= 1909 Edmonton municipal election =

Municipal election in Alberta, Canada

The 1909 municipal election was held December 13, 1909 for the purpose of electing a mayor and four aldermen to sit on the Edmonton City Council, as well as three public school trustees and five separate school trustees. There were also eight proposed bylaws put to a vote of the electorate concurrently with the election.

==Positions to be elected==

There were eight aldermen on city council, but four of the positions were already filled: Wilfrid Gariépy, John Lundy, Herman McInnes, and James McKinley had been elected to two-year terms in 1908 and were still in office.

There were six trustees on the public board of trustees, but three of the positions were already occupied: William Clark, Allan Gray, and W Ramsey had been elected to two-year terms in 1908 and were still in office.

==Mayoral candidates==

In early November 1909, incumbent mayor Robert Lee announced that he would not seek re-election, a position he re-affirmed November 25 after being petitioned to reconsider. Subsequent to this, alderman Robert Manson confirmed that he would run. Some expected him to be challenged by alderman Wilfrid Gariépy, but the latter announced that he had no interest in running, and would support Manson provided that he endorsed some reforms to the city's commission. Manson was expected to win by acclamation until December, when Lee announced that he would run after all.

===Platforms===
====Robert Lee====

Lee promised to devote his entire time to serving as mayor, as he had done during his first term, despite his earlier statements that he was not running because he did not feel confident that he would be able to do so. He opposed the gravity water scheme on the grounds that it would result in the cost of water to Edmontonians more than doubling.

====================

● **Your goal**: Update the stretch from "In early November" through "run after all." in the article on the 1909 Edmonton municipal election by replacing "incumbent mayor" with "sitting mayor", and give that stretch in full.

====================

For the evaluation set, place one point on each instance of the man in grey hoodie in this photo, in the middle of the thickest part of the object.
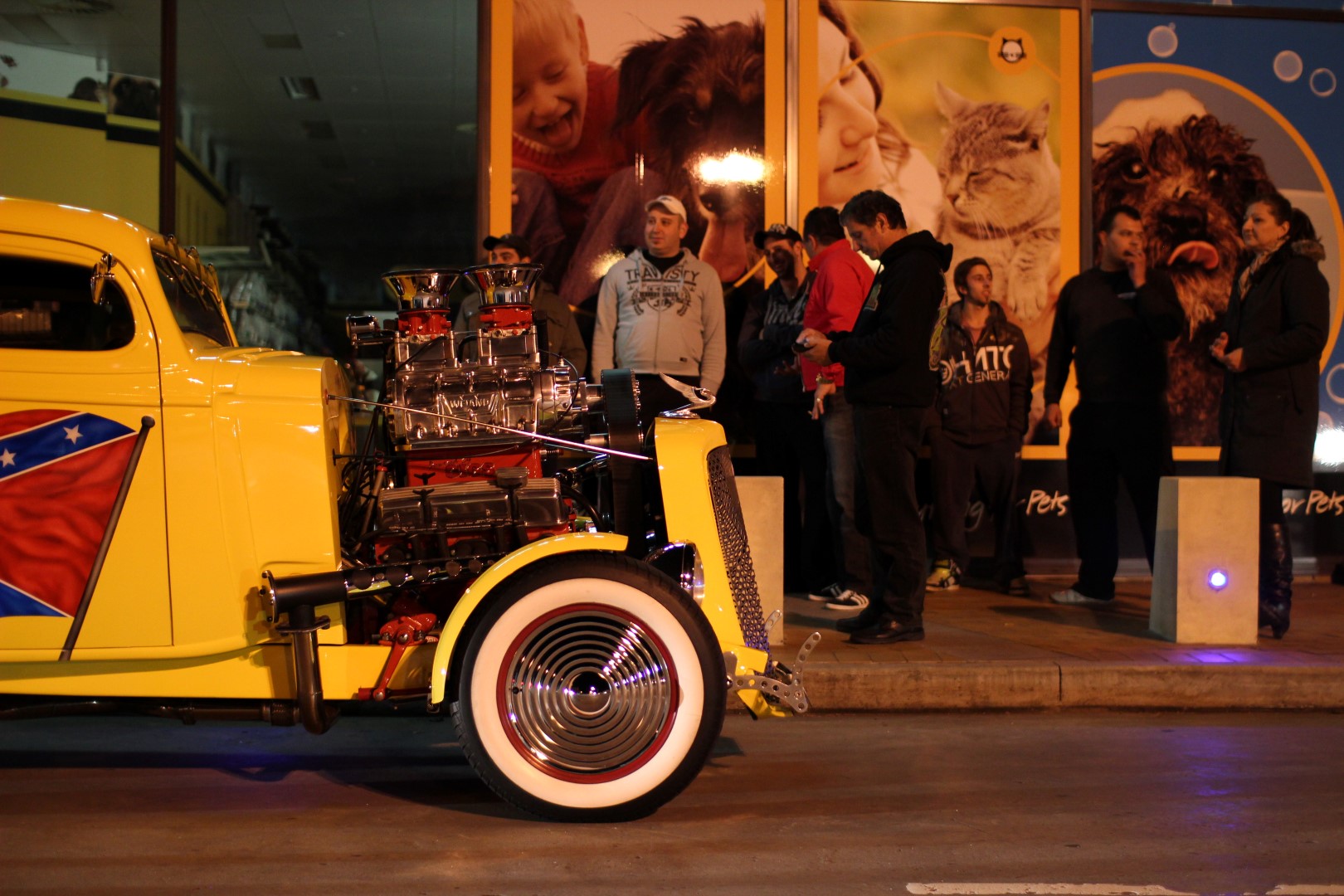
(660, 310)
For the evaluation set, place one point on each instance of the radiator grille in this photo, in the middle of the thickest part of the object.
(737, 553)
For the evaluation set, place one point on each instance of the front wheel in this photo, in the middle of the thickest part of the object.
(593, 689)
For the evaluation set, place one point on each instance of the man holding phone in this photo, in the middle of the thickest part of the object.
(1113, 323)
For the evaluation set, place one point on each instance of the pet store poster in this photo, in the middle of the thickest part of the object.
(1218, 105)
(968, 114)
(613, 102)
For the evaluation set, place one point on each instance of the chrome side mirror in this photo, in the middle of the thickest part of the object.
(101, 275)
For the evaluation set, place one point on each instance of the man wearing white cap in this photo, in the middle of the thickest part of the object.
(660, 310)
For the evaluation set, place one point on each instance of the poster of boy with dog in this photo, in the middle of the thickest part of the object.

====================

● **Task result**:
In early November 1909, sitting mayor Robert Lee announced that he would not seek re-election, a position he re-affirmed November 25 after being petitioned to reconsider. Subsequent to this, alderman Robert Manson confirmed that he would run. Some expected him to be challenged by alderman Wilfrid Gariépy, but the latter announced that he had no interest in running, and would support Manson provided that he endorsed some reforms to the city's commission. Manson was expected to win by acclamation until December, when Lee announced that he would run after all.